• Text block

[START]

Apr 7, 2025DesignResearch12 min read

Designing evaluation interfaces for ML research

How I helped translate statistical concepts into interpretable visualizations for synthetic data quality assessment.

The challenge

Making data quality legible

In early 2024, I joined the ML research team at MOSTLY AI to work on a problem that sits at the intersection of statistics, privacy, and UX: how do you show users whether synthetic data is actually good enough to use?

Synthetic data promises privacy-safe alternatives to real datasets: critical for industries like healthcare and finance where sharing actual user data is restricted. But "good" synthetic data needs to balance two opposing goals:

Accuracy: Does it replicate the statistical patterns of the original?
Novelty: Is it different enough to protect privacy?

Copy the original data exactly? High accuracy, zero novelty, massive privacy risk. Generate random noise? High novelty, zero accuracy, completely useless.

The sweet spot is data that captures real patterns while being meaningfully different from any original record. But how do you show that to users?

That challenge became a research paper and an open-source evaluation framework. My role: designing the visualization layer that makes complex statistical assessments interpretable for data scientists, ML engineers, and compliance teams.

The problem

How do you show data is good enough?

The research team was building a comprehensive evaluation framework with dozens of metrics:

Low-dimensional accuracy (univariate, bivariate distributions)
High-dimensional similarity (embedding-based comparisons)
Privacy risk (nearest-neighbor distances)
Sequential coherence (for time-series data)

Each metric told part of the story. None told the whole story.

The core design challenge: How do you help users answer "Can I trust this synthetic data?" when the answer requires understanding multiple statistical dimensions simultaneously?

[END]

• Data supplied
[START]

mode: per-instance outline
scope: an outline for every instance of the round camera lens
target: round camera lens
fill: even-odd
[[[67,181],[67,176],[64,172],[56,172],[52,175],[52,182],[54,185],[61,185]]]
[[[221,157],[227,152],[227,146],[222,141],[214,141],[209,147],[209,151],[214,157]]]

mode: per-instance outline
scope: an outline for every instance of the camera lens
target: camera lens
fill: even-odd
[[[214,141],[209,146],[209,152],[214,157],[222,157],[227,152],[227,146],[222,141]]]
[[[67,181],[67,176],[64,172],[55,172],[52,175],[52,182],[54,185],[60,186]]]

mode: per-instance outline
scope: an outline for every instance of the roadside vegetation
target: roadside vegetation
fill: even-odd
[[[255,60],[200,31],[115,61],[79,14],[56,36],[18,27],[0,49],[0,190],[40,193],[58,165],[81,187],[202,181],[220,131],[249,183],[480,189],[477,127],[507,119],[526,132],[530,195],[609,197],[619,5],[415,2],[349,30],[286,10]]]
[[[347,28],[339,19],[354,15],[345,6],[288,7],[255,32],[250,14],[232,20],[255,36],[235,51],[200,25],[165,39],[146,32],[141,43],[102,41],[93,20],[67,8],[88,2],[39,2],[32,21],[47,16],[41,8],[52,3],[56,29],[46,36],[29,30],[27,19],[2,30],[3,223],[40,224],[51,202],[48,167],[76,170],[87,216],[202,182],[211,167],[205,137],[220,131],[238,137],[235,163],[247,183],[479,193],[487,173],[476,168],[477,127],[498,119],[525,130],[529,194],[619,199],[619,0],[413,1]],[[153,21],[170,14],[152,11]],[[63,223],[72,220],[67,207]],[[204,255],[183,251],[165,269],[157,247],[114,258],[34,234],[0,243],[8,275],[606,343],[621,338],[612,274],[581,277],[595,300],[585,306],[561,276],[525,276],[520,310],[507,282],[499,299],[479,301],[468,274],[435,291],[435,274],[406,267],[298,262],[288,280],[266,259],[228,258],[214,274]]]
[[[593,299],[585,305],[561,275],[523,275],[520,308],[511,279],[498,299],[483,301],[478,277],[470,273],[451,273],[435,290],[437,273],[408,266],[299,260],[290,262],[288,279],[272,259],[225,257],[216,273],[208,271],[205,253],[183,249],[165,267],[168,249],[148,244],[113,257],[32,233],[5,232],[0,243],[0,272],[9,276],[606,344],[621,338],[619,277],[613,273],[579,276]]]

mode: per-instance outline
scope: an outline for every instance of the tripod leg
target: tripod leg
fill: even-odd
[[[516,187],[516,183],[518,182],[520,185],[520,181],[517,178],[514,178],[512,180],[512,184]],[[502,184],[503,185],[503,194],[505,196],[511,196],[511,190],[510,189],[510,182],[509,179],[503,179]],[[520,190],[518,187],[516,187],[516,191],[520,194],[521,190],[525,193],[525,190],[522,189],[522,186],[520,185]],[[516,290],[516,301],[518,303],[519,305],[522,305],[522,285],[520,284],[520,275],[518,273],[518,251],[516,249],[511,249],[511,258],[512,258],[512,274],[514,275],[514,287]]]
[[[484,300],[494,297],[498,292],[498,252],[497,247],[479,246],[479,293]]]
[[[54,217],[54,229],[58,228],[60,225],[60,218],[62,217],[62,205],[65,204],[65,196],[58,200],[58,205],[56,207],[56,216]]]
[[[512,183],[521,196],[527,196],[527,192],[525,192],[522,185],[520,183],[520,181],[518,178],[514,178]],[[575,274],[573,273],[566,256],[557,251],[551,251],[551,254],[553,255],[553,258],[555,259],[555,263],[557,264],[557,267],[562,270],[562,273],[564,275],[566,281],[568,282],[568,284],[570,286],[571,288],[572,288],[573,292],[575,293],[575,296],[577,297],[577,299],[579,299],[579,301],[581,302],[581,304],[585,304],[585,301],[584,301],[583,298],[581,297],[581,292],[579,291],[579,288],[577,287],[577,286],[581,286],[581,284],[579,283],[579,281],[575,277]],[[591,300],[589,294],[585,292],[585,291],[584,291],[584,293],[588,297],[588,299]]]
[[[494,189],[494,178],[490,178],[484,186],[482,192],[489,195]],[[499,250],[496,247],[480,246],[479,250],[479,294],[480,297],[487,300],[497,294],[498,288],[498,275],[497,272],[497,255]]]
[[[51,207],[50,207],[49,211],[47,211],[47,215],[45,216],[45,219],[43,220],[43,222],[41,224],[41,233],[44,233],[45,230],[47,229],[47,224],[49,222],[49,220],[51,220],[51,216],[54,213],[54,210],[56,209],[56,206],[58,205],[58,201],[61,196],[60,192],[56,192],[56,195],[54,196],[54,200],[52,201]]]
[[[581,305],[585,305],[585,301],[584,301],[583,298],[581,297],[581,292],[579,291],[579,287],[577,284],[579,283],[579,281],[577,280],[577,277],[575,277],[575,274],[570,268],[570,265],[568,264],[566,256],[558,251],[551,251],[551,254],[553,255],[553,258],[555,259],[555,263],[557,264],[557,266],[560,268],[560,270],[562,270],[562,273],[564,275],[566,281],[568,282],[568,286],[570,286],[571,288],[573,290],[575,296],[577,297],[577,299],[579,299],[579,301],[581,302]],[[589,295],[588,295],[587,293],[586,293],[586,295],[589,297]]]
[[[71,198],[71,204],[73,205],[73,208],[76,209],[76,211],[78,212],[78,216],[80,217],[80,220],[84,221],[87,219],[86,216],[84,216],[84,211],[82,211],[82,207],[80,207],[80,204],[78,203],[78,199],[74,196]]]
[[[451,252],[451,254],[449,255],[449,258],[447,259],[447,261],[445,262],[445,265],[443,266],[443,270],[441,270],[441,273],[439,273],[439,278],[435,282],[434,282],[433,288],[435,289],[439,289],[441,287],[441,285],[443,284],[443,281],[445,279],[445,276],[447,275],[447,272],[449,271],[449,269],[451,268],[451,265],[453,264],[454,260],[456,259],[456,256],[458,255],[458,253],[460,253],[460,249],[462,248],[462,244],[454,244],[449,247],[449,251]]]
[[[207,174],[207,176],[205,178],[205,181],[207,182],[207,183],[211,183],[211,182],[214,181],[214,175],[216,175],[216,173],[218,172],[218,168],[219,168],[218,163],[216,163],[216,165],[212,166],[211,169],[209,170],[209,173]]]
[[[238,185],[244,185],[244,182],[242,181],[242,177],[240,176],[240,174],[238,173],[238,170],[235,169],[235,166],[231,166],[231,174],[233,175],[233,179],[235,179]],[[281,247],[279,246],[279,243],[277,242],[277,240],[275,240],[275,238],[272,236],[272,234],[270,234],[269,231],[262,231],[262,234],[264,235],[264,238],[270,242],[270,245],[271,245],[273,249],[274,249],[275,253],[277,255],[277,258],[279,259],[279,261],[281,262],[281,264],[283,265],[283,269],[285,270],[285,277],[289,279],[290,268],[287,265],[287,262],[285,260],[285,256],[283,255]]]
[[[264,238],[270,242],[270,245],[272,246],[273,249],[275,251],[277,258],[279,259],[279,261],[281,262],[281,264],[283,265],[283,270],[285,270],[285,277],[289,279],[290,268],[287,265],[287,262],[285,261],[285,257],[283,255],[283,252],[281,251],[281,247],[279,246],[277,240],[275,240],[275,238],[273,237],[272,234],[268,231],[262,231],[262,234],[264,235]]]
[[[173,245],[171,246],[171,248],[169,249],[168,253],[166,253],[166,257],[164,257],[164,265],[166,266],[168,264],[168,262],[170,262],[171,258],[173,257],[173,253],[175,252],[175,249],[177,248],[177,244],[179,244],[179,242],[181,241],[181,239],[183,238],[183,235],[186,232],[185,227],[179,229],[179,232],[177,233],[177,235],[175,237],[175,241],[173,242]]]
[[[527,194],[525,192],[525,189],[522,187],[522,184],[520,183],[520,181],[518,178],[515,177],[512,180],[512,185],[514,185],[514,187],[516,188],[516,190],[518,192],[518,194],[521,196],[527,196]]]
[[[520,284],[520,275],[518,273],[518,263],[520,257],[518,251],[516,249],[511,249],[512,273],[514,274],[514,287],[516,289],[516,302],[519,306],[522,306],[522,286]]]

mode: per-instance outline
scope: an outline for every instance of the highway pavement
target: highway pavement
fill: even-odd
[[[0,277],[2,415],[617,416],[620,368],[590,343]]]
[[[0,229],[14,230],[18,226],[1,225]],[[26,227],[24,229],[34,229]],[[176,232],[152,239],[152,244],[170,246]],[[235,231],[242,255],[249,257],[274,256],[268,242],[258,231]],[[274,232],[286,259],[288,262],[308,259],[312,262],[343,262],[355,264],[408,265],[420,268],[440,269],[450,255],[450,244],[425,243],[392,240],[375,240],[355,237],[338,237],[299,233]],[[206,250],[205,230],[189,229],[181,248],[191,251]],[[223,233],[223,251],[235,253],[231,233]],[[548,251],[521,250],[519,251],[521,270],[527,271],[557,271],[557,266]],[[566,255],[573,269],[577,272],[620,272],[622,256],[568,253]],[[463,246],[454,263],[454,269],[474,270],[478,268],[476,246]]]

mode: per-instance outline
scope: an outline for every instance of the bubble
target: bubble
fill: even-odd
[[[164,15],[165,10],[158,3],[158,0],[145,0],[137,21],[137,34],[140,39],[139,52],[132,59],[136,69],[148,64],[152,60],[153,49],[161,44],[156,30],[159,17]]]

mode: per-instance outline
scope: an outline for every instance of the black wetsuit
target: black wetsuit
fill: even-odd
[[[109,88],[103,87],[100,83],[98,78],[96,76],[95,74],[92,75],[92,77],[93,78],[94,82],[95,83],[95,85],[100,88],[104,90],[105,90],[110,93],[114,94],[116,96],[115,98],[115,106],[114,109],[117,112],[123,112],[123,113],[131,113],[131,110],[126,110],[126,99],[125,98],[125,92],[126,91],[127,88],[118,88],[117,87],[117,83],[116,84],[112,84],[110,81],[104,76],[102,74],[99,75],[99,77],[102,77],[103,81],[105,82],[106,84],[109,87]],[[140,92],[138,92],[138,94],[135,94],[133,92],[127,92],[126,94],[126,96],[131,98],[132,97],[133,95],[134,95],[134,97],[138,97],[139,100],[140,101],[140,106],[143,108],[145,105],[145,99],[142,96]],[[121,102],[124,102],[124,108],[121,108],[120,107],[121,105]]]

[END]

• Task list
[1] How many lines of the entries contain the string "camera"? Case counts, so reply with the number alone.
[2] Pick up the piece on synthetic data evaluation interfaces after its final sentence and carry it forward.
The entries have no connection to the piece on synthetic data evaluation.

• Task-by-task results
[1] 4

[2]
Design principle 1

Progressive Disclosure

Problem

Show everything at once and you overwhelm users. Hide complexity and they don't trust the results.

Solution

Start with a single quality score, then enable drill-down into specific dimensions.

Metrics summary dashboard — Figure 1.0Metrics Summary Dashboard

The summary view gives you the answer in 5 seconds:

Overall accuracy score (compared to theoretical maximum)
Similarity metrics (are synthetic samples indistinguishable from training?)
Distance metrics (are they copying original records?)

Each score links to detailed breakdowns. Users who trust the summary can stop there. Skeptics can verify every assumption.

Design principle 2

Show the distribution, not just the score

Problem

A single number like "Univariate Accuracy: 94.2%" doesn't tell you where the synthetic data fails or succeeds.

Solution

Visualize every distribution comparison so users can see exactly where alignment breaks down.

Distribution comparisons between training and synthetic data — Figure 2.0Distribution comparisons: training data (gray) vs. synthetic data (teal) with accuracy scores.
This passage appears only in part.